- **Information supplied**
▬▬▬▬▬▬▬▬▬▬

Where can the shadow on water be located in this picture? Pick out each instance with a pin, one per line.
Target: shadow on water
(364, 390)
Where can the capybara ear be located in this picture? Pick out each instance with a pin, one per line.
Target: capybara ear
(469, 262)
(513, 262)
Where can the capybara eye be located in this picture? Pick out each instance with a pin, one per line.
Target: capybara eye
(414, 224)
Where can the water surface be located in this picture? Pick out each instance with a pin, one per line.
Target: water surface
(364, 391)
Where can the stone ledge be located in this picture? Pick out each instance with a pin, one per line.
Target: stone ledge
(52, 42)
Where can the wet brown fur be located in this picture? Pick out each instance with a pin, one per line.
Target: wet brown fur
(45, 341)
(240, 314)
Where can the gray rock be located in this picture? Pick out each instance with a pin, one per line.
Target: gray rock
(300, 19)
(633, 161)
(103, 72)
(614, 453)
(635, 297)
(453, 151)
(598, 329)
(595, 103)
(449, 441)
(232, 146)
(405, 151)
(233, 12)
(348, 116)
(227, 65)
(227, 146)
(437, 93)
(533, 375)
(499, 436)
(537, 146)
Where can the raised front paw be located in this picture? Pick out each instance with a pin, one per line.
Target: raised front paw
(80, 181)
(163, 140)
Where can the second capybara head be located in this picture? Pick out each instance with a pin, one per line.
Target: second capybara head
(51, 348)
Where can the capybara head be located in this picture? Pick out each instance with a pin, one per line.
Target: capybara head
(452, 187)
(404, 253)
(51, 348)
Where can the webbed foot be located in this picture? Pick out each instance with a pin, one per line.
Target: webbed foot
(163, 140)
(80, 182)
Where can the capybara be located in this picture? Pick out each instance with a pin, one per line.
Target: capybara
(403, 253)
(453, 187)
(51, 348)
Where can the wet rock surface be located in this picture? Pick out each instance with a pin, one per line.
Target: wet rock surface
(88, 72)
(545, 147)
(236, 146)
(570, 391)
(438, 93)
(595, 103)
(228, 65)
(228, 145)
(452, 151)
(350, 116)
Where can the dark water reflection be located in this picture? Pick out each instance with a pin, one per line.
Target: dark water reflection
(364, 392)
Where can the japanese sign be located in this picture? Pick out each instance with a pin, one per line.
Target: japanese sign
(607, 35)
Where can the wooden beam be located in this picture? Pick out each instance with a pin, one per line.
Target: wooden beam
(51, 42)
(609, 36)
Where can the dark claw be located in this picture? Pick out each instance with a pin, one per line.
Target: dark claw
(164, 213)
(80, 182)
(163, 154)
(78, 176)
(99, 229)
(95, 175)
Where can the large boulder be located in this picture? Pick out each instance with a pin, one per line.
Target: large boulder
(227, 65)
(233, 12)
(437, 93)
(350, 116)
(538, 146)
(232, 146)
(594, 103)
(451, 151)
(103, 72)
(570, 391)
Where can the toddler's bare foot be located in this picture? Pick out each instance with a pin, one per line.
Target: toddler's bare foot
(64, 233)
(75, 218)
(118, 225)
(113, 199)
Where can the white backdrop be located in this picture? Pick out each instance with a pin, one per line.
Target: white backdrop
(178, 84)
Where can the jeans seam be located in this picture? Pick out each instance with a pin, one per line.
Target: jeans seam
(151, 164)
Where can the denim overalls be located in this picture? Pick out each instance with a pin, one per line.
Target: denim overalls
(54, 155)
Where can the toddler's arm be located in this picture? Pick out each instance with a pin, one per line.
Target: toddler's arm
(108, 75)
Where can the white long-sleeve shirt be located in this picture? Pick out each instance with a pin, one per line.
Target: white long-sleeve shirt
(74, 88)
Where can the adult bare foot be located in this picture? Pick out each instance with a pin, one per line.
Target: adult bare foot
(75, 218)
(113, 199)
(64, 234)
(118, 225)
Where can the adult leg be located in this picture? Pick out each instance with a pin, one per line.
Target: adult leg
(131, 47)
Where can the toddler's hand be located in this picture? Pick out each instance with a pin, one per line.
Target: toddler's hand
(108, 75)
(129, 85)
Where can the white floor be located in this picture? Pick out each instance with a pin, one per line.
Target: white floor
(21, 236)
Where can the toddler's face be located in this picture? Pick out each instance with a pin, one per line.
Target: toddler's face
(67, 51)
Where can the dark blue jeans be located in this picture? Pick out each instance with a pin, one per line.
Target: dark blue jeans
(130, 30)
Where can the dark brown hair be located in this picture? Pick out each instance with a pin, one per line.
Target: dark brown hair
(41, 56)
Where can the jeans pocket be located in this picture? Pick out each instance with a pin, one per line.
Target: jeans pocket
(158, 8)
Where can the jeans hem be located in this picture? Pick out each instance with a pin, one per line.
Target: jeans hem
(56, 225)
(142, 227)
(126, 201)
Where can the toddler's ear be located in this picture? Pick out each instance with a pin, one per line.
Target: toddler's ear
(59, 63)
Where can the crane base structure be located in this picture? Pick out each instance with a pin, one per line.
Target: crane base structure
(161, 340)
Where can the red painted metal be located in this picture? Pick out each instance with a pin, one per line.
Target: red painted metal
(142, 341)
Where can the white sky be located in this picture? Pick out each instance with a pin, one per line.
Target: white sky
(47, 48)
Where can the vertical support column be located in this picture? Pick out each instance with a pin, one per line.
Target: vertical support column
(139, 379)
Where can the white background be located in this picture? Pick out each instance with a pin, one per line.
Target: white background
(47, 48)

▬▬▬▬▬▬▬▬▬▬

- **Exercise objective**
Reproduce the records above exactly, from the first line to the line that holds "Where can the second", inclusive, and omit everything after it.

- **Answer space**
Where can the shadow on water be located in this picture? Pick out each instance with a pin, one per line.
Target: shadow on water
(364, 390)
Where can the capybara ear be located in this picture? Pick out each instance with a pin, one per line.
Target: capybara ear
(469, 262)
(513, 262)
Where can the capybara eye be located in this picture? Pick out each instance with a pin, one per line.
Target: capybara eye
(414, 224)
Where can the water surface be located in this picture? Pick out each instance with a pin, one per line.
Target: water surface
(364, 391)
Where can the stone ledge be located in this picture? Pick out each instance with a pin, one per line.
Target: stone ledge
(52, 42)
Where can the wet brown fur be located in this picture? Pick out each instance with a pin, one per line.
Target: wet brown fur
(45, 341)
(240, 314)
Where can the gray rock be located in this picture? Pick out each instance with a pin, one per line.
Target: gray rock
(300, 19)
(633, 161)
(103, 72)
(614, 453)
(635, 297)
(453, 151)
(598, 329)
(595, 103)
(449, 441)
(232, 146)
(405, 151)
(233, 12)
(348, 116)
(227, 65)
(227, 146)
(437, 93)
(533, 375)
(499, 436)
(537, 146)
Where can the raised front paw be located in this picture? Pick out each instance with a pin, one per line.
Target: raised front paw
(80, 181)
(163, 140)
Where can the second capybara head be located in this picture? Pick out each instance with a pin, one per line.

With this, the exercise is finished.